Brief
Copy out every line exactly as given.
— start Data to use —
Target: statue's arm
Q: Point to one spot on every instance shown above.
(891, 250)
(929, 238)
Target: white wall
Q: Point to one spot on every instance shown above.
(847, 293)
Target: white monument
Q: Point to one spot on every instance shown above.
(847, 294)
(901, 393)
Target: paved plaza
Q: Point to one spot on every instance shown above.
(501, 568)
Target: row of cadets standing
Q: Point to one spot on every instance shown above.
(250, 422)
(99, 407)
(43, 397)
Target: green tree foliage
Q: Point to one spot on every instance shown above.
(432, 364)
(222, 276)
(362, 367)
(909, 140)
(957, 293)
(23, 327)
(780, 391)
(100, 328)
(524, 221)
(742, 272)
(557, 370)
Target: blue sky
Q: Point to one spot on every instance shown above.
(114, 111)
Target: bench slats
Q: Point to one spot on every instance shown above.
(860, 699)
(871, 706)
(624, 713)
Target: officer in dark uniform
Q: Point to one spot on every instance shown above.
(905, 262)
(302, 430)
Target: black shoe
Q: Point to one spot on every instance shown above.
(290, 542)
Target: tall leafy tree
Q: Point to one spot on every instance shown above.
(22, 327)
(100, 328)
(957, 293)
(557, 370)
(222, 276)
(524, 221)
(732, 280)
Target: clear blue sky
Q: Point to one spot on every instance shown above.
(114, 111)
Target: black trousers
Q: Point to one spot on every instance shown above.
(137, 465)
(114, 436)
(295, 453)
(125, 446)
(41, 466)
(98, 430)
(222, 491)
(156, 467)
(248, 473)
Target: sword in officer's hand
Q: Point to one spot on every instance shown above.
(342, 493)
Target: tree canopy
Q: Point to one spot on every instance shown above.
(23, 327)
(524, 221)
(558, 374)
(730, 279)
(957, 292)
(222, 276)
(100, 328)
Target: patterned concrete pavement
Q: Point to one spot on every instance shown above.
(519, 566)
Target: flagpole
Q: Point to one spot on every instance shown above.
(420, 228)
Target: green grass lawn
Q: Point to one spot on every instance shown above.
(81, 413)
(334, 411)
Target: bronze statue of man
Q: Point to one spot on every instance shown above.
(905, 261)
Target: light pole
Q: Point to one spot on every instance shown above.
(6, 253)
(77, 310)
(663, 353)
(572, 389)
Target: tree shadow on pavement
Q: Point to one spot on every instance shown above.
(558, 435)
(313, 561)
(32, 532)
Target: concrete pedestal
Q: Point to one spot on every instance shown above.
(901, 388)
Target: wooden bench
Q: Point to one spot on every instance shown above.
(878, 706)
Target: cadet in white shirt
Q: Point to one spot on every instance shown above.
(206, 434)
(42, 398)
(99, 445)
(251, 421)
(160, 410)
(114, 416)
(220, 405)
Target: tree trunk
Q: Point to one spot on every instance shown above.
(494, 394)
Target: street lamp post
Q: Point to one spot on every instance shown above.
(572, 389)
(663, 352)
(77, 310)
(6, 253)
— end Data to use —
Answer for this exercise
Target: statue's arm
Q: Point to one spot on every instance shown above.
(891, 250)
(929, 238)
Target: white wall
Q: Point to one spot on every instance shown above.
(847, 293)
Target: white monument
Q: Point to one spot on every instance shown above.
(847, 294)
(901, 393)
Target: paved plaza
Q: Point to one spot on every instance shown above.
(501, 568)
Target: row of cadets standing
Q: Point to one spot on every instance shown above.
(250, 422)
(99, 407)
(43, 397)
Target: green tree foliage
Q: Point to one spot on every instance shown above.
(432, 364)
(222, 276)
(362, 367)
(909, 140)
(957, 293)
(23, 327)
(780, 391)
(100, 328)
(524, 221)
(742, 272)
(557, 370)
Target: blue sky
Q: Point to one spot on every instance shown above.
(114, 111)
Target: bench slats
Q: Point to one spot on every instance shown above.
(860, 699)
(871, 706)
(624, 713)
Target: officer in dark uniform
Q: Point to one spot on every instance shown above.
(905, 262)
(302, 430)
Target: black shoe
Q: Point to one spot on every instance shown above.
(290, 542)
Target: tall leafy tree
Q: Point to one spot on every instance shown above.
(22, 327)
(100, 328)
(957, 293)
(557, 370)
(222, 276)
(524, 221)
(732, 280)
Target: clear blue sky
Q: Point to one spot on every instance shown above.
(114, 111)
Target: black trousers
Q: Point to one spot on every instance shown above.
(137, 465)
(114, 436)
(295, 453)
(125, 446)
(41, 466)
(98, 430)
(222, 491)
(156, 467)
(248, 473)
Target: sword in officer's hand
Q: Point to one spot on every instance shown above.
(342, 493)
Target: tree canopy
Q: Point to one spot on every instance shown above.
(23, 327)
(524, 221)
(558, 374)
(730, 279)
(957, 292)
(222, 276)
(100, 328)
Target: patterned concrete pavement
Q: Point to one spot on every instance shown above.
(519, 566)
Target: flagpole
Q: Point to one spot on every instance shown above.
(420, 228)
Target: green grass lawn
Q: Point to one spot on every instance shown above.
(81, 413)
(334, 411)
Target: bronze statue of man
Q: Point to one spot on every instance shown above.
(905, 261)
Target: light pole
Q: Point to one spot on every instance shown above.
(6, 253)
(77, 310)
(663, 353)
(572, 389)
Target: tree shadow on pavement
Q: Point to one spot on every instance shown above.
(558, 435)
(313, 561)
(32, 532)
Target: concrete pedestal
Q: Point to one spot on every instance shown above.
(901, 388)
Target: wooden bench
Q: Point to one spot on every instance shown above.
(878, 706)
Target: cadet in white shirt
Q: Point to one spot on every instance shown above.
(206, 434)
(42, 398)
(99, 445)
(251, 421)
(160, 410)
(114, 416)
(220, 405)
Target: tree trunk
Q: Point to one spot on every instance shown above.
(494, 394)
Target: street lamp post
Q: Point to one spot on every instance shown above.
(572, 389)
(663, 352)
(77, 310)
(6, 253)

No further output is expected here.